| Set exercise |
Rewrite every line of the records below. Multiply each bounding-box coordinate in the answers by 2.1 and round it to a whole number, rounding halves up, while leaving all other lines and numbers unchanged.

-- Begin Given data --

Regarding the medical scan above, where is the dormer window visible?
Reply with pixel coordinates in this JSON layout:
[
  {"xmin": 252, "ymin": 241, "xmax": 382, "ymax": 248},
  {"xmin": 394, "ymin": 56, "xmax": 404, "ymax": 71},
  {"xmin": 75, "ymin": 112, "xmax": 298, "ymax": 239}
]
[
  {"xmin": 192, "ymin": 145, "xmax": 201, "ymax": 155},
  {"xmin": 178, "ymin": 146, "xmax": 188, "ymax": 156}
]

-- End Given data --

| The output |
Regarding the medical scan above, where is the dormer window visible?
Reply with pixel coordinates in this JSON layout:
[
  {"xmin": 252, "ymin": 241, "xmax": 382, "ymax": 248},
  {"xmin": 394, "ymin": 56, "xmax": 404, "ymax": 71},
  {"xmin": 75, "ymin": 112, "xmax": 298, "ymax": 239}
]
[
  {"xmin": 403, "ymin": 305, "xmax": 422, "ymax": 326},
  {"xmin": 374, "ymin": 307, "xmax": 395, "ymax": 328}
]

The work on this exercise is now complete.